Exercise goal: Below are lines of data; restate word for word those running from the line containing "One marker serves each instance of the partially" to the line containing "One marker serves each instance of the dark", inclusive, and no others.
(Supplied data begins)
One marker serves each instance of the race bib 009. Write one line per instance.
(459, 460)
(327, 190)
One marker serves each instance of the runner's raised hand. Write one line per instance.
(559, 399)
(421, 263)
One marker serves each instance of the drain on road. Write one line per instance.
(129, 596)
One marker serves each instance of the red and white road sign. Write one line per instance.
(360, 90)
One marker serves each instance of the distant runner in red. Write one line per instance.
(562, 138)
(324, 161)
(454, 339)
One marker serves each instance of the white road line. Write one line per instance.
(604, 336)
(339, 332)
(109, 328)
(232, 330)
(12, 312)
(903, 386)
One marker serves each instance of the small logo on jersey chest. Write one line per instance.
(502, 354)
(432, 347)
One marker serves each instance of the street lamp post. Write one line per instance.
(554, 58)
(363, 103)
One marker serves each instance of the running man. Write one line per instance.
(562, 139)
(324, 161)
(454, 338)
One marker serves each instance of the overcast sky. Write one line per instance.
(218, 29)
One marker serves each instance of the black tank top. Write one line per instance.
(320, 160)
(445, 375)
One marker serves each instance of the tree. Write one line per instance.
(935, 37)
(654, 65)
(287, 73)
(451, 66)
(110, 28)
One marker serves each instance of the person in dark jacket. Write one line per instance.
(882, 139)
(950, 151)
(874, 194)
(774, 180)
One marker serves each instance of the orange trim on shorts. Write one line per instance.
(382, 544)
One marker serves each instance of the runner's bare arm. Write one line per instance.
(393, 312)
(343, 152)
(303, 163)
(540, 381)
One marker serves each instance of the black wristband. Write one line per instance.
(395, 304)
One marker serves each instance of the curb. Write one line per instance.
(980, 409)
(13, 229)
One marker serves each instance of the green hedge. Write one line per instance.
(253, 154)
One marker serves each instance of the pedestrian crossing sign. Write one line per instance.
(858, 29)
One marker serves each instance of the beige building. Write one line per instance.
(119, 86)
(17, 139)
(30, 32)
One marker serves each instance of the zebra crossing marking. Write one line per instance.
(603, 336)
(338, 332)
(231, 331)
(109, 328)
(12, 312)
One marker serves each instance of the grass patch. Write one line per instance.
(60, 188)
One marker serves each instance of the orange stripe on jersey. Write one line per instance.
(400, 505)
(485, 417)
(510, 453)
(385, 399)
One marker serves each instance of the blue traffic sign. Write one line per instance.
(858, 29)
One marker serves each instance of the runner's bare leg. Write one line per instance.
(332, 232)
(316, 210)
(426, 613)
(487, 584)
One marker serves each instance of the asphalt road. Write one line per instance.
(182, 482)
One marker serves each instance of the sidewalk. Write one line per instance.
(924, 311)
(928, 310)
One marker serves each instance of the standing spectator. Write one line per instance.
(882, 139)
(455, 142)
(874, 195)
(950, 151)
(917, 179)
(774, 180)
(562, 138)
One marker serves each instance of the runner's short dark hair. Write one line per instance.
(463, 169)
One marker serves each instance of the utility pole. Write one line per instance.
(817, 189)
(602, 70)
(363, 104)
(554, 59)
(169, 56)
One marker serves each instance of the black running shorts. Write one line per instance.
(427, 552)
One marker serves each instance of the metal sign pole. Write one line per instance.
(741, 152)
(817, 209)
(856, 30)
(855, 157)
(Supplied data ends)
(Supplied data begins)
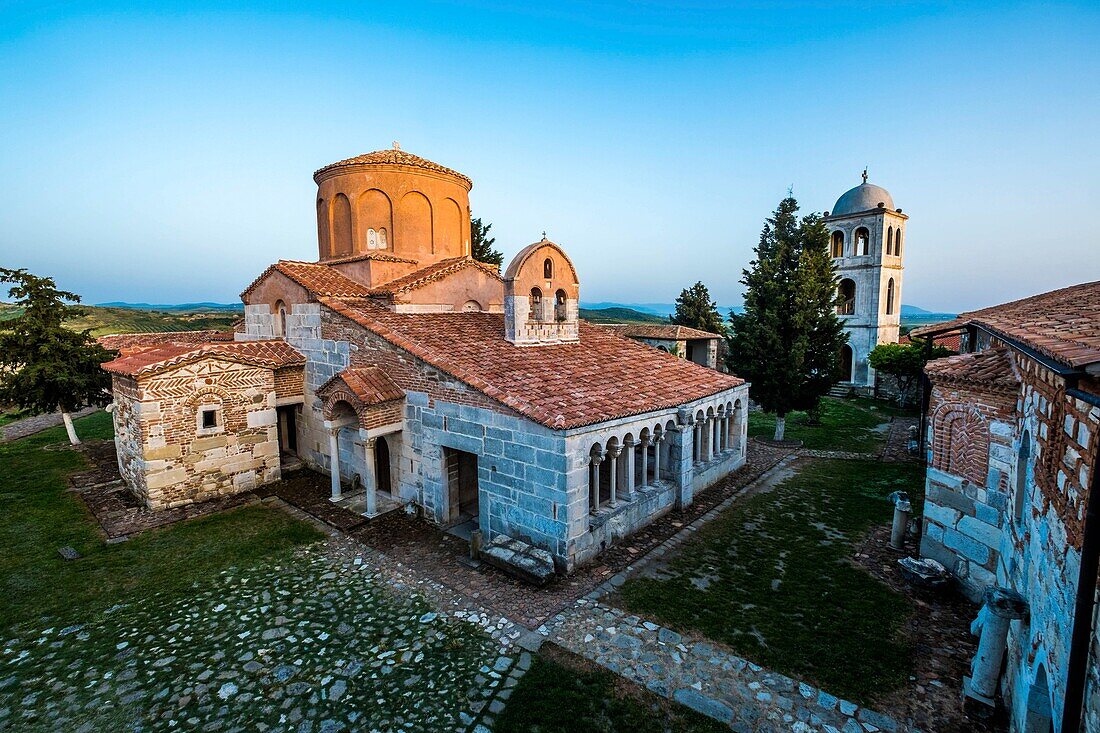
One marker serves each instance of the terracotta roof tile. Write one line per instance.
(Supplied data ends)
(Supplied data begins)
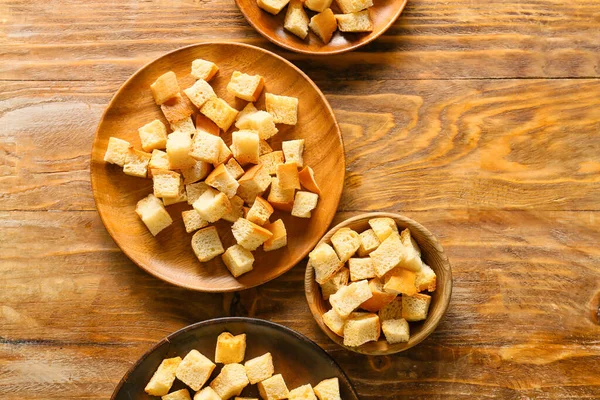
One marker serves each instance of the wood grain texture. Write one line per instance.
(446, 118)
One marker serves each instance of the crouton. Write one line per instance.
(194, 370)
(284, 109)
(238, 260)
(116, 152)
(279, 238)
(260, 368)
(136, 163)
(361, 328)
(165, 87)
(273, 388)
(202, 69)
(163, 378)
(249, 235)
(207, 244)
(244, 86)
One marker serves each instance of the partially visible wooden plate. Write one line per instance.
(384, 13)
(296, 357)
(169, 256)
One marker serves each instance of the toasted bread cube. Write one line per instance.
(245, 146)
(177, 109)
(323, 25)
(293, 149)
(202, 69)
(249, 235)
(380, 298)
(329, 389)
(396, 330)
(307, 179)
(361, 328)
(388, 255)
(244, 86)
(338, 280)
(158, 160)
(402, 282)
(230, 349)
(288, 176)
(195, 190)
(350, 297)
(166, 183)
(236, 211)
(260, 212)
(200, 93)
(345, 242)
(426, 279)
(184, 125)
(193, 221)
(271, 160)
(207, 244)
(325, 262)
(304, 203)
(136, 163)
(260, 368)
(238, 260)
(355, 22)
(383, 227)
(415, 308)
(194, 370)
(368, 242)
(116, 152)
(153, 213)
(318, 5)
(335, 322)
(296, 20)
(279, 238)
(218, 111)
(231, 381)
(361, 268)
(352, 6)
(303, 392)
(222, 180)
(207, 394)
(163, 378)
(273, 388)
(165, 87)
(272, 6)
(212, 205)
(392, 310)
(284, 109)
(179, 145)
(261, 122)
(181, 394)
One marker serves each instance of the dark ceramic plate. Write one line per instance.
(Supplied data ends)
Response to the exercise:
One marker serves each instance of the partially visible wooden plate. Write one line per instance.
(384, 13)
(296, 357)
(169, 256)
One marker serves each instance of the toasted bread cube. Write one line per instance.
(245, 146)
(177, 109)
(323, 25)
(293, 149)
(202, 69)
(249, 235)
(380, 298)
(329, 389)
(396, 330)
(307, 179)
(361, 328)
(388, 255)
(244, 86)
(338, 280)
(158, 160)
(402, 282)
(230, 349)
(288, 176)
(195, 190)
(350, 297)
(166, 183)
(236, 211)
(260, 212)
(200, 93)
(345, 242)
(426, 279)
(184, 125)
(193, 221)
(271, 160)
(207, 244)
(325, 262)
(304, 203)
(136, 163)
(260, 368)
(238, 260)
(355, 22)
(383, 227)
(415, 308)
(194, 370)
(368, 242)
(116, 152)
(153, 213)
(318, 5)
(335, 322)
(296, 20)
(279, 238)
(218, 111)
(231, 381)
(361, 268)
(352, 6)
(303, 392)
(222, 180)
(207, 394)
(163, 378)
(273, 388)
(165, 87)
(272, 6)
(212, 205)
(392, 310)
(284, 109)
(179, 145)
(261, 122)
(181, 394)
One marker serves each instance of the dark ceramic plate. Write one line per instance.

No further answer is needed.